TASK DATA
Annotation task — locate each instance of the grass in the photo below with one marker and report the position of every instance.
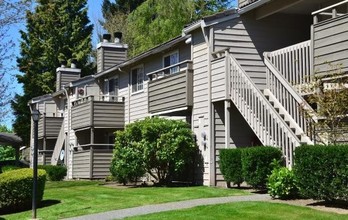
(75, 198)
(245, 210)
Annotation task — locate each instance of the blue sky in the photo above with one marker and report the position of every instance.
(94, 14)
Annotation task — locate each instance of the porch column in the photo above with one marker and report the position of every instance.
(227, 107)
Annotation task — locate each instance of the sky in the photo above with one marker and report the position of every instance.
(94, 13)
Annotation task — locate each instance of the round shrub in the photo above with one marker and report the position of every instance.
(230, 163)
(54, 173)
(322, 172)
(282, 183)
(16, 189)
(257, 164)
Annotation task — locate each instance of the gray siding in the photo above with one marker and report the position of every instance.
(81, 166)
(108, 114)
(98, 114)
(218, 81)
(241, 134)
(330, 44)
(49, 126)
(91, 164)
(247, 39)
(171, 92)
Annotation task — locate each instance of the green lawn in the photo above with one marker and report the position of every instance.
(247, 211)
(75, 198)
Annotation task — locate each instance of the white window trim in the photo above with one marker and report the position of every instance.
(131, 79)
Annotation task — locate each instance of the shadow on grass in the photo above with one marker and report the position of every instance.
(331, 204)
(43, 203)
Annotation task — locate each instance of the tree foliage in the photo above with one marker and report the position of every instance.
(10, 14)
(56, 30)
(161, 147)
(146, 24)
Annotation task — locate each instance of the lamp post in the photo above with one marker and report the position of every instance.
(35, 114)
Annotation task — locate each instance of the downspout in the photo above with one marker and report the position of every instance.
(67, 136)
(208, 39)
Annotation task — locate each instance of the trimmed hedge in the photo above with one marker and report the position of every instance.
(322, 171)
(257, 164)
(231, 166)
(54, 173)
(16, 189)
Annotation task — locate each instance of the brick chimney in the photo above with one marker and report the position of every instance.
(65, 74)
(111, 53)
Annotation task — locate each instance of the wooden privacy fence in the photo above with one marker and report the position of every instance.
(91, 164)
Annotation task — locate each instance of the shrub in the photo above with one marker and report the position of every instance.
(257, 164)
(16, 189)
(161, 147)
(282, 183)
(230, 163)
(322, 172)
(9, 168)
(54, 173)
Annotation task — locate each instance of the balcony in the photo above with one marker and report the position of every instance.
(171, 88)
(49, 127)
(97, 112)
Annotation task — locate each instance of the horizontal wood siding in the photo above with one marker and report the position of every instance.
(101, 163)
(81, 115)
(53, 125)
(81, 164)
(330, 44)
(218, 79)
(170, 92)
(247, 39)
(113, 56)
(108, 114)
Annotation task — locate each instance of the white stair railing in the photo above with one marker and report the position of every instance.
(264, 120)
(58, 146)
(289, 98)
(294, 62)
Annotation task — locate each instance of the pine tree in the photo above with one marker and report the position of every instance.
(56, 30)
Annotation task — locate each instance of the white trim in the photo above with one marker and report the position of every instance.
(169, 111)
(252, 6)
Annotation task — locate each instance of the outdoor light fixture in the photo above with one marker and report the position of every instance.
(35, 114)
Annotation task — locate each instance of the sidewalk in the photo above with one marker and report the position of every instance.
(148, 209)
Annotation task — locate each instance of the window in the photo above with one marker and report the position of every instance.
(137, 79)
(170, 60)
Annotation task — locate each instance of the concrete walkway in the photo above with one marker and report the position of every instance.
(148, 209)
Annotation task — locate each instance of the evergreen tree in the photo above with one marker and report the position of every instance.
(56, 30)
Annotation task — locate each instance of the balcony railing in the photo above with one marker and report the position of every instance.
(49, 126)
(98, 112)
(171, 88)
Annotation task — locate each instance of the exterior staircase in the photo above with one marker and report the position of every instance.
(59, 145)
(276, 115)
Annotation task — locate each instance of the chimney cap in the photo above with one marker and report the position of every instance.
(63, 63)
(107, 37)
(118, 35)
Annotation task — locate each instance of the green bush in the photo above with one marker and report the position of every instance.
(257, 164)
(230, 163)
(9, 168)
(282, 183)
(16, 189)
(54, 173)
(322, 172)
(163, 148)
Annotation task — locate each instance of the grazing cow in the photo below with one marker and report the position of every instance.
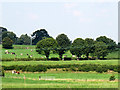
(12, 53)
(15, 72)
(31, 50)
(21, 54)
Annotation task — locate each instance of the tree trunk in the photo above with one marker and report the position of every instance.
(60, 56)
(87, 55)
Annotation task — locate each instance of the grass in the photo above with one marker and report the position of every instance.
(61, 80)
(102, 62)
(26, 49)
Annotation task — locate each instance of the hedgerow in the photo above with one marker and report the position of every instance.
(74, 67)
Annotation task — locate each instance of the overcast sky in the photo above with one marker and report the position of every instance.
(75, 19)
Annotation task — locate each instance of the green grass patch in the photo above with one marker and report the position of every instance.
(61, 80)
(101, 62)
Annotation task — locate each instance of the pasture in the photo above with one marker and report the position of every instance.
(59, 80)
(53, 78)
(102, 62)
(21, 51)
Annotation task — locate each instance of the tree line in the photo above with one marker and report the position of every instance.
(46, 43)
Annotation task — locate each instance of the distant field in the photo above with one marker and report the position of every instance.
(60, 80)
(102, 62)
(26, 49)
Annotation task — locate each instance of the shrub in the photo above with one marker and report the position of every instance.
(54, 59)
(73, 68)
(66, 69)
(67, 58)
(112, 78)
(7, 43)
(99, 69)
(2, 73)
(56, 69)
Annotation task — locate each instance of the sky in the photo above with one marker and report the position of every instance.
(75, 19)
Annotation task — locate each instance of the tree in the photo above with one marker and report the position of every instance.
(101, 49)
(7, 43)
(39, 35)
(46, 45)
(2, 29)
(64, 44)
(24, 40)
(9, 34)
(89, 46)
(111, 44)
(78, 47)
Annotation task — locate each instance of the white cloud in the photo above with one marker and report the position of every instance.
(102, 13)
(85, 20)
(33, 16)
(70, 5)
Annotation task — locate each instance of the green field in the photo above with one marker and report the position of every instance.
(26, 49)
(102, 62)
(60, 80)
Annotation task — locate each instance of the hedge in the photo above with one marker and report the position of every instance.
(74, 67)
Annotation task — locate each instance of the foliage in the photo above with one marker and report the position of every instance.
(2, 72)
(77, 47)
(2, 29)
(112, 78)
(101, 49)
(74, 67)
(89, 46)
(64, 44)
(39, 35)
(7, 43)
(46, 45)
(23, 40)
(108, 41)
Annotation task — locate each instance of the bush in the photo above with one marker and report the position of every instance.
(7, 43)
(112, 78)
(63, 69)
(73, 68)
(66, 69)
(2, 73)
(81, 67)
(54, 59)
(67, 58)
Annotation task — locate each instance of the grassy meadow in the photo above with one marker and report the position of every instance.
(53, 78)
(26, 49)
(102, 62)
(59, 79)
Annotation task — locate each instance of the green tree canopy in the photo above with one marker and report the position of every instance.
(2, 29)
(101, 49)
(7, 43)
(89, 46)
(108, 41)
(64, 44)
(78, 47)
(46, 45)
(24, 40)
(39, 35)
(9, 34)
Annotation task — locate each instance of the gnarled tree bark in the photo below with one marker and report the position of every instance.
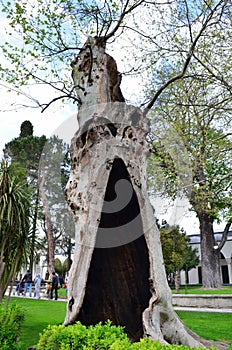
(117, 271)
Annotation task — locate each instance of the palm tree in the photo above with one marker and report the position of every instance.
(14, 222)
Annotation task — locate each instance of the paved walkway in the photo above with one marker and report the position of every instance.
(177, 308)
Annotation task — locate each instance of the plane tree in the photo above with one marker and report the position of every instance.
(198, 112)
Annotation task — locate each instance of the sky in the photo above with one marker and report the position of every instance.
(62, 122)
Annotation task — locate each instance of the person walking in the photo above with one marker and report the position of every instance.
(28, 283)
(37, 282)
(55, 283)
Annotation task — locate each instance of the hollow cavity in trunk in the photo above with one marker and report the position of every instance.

WHAT THE EXERCISE ASKS
Omit the pictures and repeat the rest of the listing verbatim.

RESULT OF THE TASK
Annotation task — locate each instance of the grass in the photo below with one marker and report the position of every instance.
(75, 198)
(245, 210)
Annotation task — locate each instance of the blue sky in the photo above with one marker and report the position of every instance.
(94, 14)
Annotation task — locate each instance of the porch column in the photo above with one marker and report the position of every instance.
(227, 107)
Annotation task — locate each instance of the sky in the photo above with one marker and report the position of every instance.
(94, 13)
Annotation task — locate each instance of the round shrub in the photo above with one marker and report the position of every instance.
(230, 163)
(54, 173)
(322, 172)
(282, 183)
(16, 189)
(257, 164)
Annotation task — locate each instance of the gray siding in the photo above with one marker and report the position of every instance.
(81, 166)
(108, 114)
(98, 114)
(218, 81)
(241, 134)
(330, 44)
(49, 126)
(91, 164)
(247, 39)
(171, 92)
Annotation task — locate each instance of the green lawn in the photo above with one marker and report the position of every instance.
(247, 211)
(75, 198)
Annotation task — locate each instance of the white window trim in the photo above with one marker and report the position of every instance.
(131, 79)
Annotation task — locate each instance of the shadow on grass in the photo above with one marker and report the position of every instance.
(331, 204)
(43, 203)
Annotation task — locate each instance of the tree foliage in the photo above with one marker and report the position of every instance.
(10, 14)
(56, 30)
(161, 147)
(146, 24)
Annotation task — locate each instance of the lamp post in the photo above with one marker and report the position of every instance.
(35, 114)
Annotation task — locate each instance of the downspout in the photo above with one marker and report the position of every instance.
(67, 136)
(208, 39)
Annotation task — locate each instance of the trimmed hedge in the photo above with one marker and report the position of every instance.
(322, 171)
(257, 164)
(231, 166)
(54, 173)
(16, 189)
Annotation task — locate each instance of the brick chimney in the photo above with one marker and report the position of every instance.
(65, 74)
(111, 53)
Annotation task — locate each instance of the wooden privacy fence in the photo above with one marker and report the position of every instance.
(91, 164)
Annotation task — locate each instance of the shrub in the photo above with one marker and report the position of every instance.
(257, 164)
(16, 189)
(161, 147)
(282, 183)
(230, 163)
(322, 172)
(9, 168)
(54, 173)
Annotation task — locate each instance of the balcony in the photo above with one marker and report the position of every instance.
(171, 88)
(49, 127)
(97, 112)
Annotation task — locate each instance of the horizontal wood siding in the photo above with one marker and report the position of every instance.
(101, 163)
(81, 115)
(53, 125)
(81, 164)
(330, 44)
(218, 79)
(170, 92)
(247, 39)
(113, 56)
(108, 114)
Annotation task — locate each instance of the white stair railing in the photo above with one marker and report the position of every instance.
(264, 120)
(58, 146)
(289, 98)
(294, 62)
Annotation task — locate each instance of the pine tree in the photo above with one marker and report the position of every instance.
(56, 30)
Annotation task — locate each instance of the white trim in the photo above with one marker and report the position of every instance.
(169, 111)
(252, 6)
Annotation task — locate each instance of the outdoor light fixture in the photo above with one marker and report the position of every instance.
(35, 114)
Annotation task — locate each instance of the sidewalk in the photo above with one marker and report the position of every instance.
(148, 209)
Annotation task — locate each instance of the window in the photo above with one marker and report the position of every instance.
(137, 79)
(170, 60)
Annotation task — locate each instance of the concrete walkway in the photo above with one marker and report the position of every instance.
(148, 209)
Annotation task — locate each instance of the evergreen tree in the photo above with one marker and report the position of every instance.
(56, 30)
Annotation task — locate each instance of the balcony railing in the photo above with one marker and report the position of every instance.
(49, 126)
(98, 112)
(171, 88)
Annotation task — locate each instance of the exterior staircase in the photo above with one marker and report the position of every instance.
(59, 145)
(276, 115)
Annotation task — locate each instance of the chimney cap in the photo above with one marker and report the position of every instance.
(63, 63)
(107, 37)
(118, 35)
Annotation task — locate each instance of the green bush in the photo above with one marker and report the position of every instance.
(257, 164)
(230, 163)
(9, 168)
(282, 183)
(16, 189)
(54, 173)
(322, 172)
(163, 148)
Annotation task — locate each instance of the grazing cow in the photo below with one marker and report the position of every instance.
(12, 53)
(15, 72)
(31, 50)
(21, 54)
Annotation task — locate each instance of the tree trunk in the photo above with one marker and report the position of every instance.
(60, 56)
(87, 55)
Annotation task — locate each instance of the grass in the photo above with one marker and report the position of every instance.
(61, 80)
(102, 62)
(26, 49)
Annotation task — locate each instance of the hedgerow in the photo above with one marker and report the position of every instance.
(74, 67)
Annotation task — locate each instance of the overcast sky in the photo above with one marker and report the position of every instance.
(75, 19)
Annotation task — locate each instance of the green grass patch in the photo above with one marker and report the position of every instance.
(61, 80)
(101, 62)
Annotation task — locate each instance of the pasture in the photo above with one marker and report the position of every instance.
(59, 80)
(53, 78)
(102, 62)
(21, 51)
Annotation task — locate each instance of the tree line in the photo above with one marker and report the position of every instance.
(46, 43)
Annotation task — locate each instance of the distant field in the photo above with one marker and report the position of every instance.
(60, 80)
(102, 62)
(26, 49)
Annotation task — locate each instance of the shrub in the photo above with one marker and report the position of every instance.
(54, 59)
(73, 68)
(66, 69)
(67, 58)
(112, 78)
(7, 43)
(99, 69)
(2, 73)
(56, 69)
Annotation task — locate each instance of the sky in the photo above with one marker and report the position of every instance.
(75, 19)
Annotation task — locate each instance of the tree in the photo above with one marker and report the position of every instance.
(101, 49)
(7, 43)
(39, 35)
(46, 45)
(2, 29)
(64, 44)
(24, 40)
(9, 34)
(89, 46)
(111, 44)
(78, 47)
Annotation task — locate each instance of the white cloud in the photo above with one marker and report the position of every instance.
(102, 13)
(85, 20)
(33, 16)
(70, 5)
Annotation task — locate each instance of the green field in the photo above with one marker and report the position of every instance.
(26, 49)
(102, 62)
(60, 80)
Annotation task — locate each instance of the hedge in the photo above with one marker and report the position of every instance.
(74, 67)
Annotation task — locate each instance of the foliage in the photo above with one marker and report the position of every instance.
(2, 72)
(77, 47)
(2, 29)
(112, 78)
(101, 49)
(74, 67)
(89, 46)
(64, 44)
(39, 35)
(7, 43)
(46, 45)
(23, 40)
(108, 41)
Annotation task — locate each instance of the bush in the photo above with one marker and report the position of every instance.
(7, 43)
(112, 78)
(63, 69)
(73, 68)
(66, 69)
(2, 73)
(81, 67)
(54, 59)
(67, 58)
Annotation task — locate each instance of the grassy meadow in the photo above with one marker and report the position of every instance.
(53, 78)
(26, 49)
(102, 62)
(59, 79)
Annotation task — locate each instance of the green tree canopy in the photo above with one marker and report the position of every instance.
(2, 29)
(101, 49)
(7, 43)
(89, 46)
(108, 41)
(64, 44)
(78, 47)
(46, 45)
(24, 40)
(39, 35)
(9, 34)
Annotation task — locate each instance of the gnarled tree bark in the photo below with one marker and report the position of every instance.
(117, 271)
Annotation task — locate each instance of the palm tree in the photo above with one marker and report the position of every instance.
(14, 222)
Annotation task — locate each instance of the paved walkway in the photo above with one marker and report the position of every instance.
(177, 308)
Annotation task — locate each instance of the plane tree in the photo above with one marker and report the position of every instance.
(198, 112)
Annotation task — locate each instance of the sky in the photo above with one marker and report the position of every instance.
(62, 122)
Annotation task — locate each instance of the person walking in the photo above with one marker and report the position of every instance.
(28, 283)
(37, 282)
(55, 283)
Annotation task — locate each instance of the hollow cavity in trunk in the photo above with one marker and report the position of every instance.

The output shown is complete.